(SOURCE INFORMATION begins)

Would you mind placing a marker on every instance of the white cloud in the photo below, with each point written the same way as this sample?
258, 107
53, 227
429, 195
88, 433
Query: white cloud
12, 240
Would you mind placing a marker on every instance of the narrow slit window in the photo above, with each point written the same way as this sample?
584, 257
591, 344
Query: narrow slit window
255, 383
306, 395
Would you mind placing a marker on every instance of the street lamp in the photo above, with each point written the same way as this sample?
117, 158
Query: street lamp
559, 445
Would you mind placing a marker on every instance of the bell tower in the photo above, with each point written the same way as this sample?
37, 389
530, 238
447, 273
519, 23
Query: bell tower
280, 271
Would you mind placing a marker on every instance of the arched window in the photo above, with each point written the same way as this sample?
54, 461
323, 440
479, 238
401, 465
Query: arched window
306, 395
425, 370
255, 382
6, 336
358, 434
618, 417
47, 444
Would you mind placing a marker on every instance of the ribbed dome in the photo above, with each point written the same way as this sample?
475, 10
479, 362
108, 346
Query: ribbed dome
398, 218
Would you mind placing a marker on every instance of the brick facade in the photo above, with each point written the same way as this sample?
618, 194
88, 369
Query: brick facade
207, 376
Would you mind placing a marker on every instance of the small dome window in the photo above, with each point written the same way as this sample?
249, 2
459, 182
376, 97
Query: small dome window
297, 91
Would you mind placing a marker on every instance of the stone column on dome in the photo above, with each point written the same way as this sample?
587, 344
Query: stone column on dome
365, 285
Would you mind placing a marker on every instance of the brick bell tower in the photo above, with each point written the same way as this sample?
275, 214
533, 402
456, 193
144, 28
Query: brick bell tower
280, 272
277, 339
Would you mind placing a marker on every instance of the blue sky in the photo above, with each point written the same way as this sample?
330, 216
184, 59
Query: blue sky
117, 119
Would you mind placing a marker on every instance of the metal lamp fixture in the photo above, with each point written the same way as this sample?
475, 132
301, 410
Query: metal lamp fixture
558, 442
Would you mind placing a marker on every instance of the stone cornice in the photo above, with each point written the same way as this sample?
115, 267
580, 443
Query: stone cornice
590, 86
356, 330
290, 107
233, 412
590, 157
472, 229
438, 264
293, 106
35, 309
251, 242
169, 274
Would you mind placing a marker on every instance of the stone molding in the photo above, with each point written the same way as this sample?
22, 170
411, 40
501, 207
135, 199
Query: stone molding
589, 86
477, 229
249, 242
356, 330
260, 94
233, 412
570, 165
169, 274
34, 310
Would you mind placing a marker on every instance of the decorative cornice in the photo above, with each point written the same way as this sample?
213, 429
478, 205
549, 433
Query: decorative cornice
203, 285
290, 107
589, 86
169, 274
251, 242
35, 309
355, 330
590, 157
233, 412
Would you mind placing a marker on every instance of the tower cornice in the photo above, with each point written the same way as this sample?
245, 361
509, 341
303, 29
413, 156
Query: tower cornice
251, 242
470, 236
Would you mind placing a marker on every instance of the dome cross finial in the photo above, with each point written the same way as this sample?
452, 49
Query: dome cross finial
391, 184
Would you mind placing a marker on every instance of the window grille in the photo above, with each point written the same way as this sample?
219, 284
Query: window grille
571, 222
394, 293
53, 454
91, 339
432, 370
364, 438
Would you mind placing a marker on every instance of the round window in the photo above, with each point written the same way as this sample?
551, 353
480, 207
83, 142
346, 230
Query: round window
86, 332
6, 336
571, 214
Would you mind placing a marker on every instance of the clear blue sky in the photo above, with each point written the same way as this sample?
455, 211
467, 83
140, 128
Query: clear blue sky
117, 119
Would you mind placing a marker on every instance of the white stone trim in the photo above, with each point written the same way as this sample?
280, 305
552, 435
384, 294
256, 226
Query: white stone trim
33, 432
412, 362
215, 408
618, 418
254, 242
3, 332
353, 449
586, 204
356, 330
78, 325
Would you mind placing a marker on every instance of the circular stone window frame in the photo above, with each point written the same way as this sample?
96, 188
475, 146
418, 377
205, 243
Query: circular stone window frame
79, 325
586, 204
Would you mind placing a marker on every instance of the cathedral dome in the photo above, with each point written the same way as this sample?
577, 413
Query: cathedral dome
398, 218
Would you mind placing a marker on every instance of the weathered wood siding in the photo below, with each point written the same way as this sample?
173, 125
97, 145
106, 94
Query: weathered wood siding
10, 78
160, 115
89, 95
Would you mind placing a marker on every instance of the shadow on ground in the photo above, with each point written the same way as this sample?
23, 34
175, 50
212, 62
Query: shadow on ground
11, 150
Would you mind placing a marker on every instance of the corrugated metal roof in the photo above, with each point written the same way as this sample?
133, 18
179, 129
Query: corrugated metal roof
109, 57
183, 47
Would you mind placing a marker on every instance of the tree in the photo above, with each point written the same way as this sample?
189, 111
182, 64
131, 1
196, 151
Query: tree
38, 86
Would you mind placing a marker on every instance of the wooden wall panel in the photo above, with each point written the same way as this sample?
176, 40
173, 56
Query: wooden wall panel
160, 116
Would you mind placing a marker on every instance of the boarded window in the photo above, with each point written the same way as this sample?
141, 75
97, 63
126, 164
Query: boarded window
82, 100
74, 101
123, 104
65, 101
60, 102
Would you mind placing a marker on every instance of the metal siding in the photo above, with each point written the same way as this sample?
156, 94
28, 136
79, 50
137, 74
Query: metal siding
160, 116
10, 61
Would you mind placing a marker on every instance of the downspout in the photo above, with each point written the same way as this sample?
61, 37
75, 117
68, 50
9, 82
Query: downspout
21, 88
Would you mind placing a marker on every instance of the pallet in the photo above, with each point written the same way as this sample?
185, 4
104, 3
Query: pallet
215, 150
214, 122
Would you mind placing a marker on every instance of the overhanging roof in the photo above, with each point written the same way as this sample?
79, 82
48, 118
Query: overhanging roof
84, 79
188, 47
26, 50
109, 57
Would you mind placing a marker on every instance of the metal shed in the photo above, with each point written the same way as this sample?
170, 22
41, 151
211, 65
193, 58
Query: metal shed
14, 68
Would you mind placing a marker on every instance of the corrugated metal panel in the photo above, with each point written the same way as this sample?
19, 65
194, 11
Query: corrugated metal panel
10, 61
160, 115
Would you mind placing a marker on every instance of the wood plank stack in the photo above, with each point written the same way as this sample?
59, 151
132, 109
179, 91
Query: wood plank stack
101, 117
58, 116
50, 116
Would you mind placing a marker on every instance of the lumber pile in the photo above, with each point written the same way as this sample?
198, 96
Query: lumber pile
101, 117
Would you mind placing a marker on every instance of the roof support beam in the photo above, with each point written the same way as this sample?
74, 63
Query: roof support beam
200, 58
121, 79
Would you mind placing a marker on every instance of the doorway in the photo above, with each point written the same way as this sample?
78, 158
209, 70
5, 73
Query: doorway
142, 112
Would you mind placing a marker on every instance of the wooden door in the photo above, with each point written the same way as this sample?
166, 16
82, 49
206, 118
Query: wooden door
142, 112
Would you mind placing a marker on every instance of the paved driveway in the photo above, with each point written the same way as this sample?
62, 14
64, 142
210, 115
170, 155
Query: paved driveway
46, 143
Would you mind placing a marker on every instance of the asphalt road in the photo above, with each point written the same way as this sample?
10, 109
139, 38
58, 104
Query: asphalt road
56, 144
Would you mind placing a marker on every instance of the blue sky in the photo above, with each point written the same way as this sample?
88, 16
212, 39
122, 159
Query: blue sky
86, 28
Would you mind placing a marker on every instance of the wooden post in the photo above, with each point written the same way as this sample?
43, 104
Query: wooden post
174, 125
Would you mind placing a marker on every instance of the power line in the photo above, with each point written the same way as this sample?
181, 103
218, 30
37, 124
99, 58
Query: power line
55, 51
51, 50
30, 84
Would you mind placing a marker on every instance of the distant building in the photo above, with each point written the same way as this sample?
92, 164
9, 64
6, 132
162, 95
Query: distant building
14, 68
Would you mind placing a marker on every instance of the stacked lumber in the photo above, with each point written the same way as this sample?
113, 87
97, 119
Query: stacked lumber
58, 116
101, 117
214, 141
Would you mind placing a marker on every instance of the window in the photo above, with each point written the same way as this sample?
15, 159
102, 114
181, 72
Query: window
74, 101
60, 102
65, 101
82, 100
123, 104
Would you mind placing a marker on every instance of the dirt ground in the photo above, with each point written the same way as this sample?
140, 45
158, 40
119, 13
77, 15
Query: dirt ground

(SOURCE INFORMATION ends)

→ **WHAT THE EXERCISE ASKS**
For the data above, count every line in which the string "below" appears, and answer with the count only.

→ **COMPLETED TASK**
2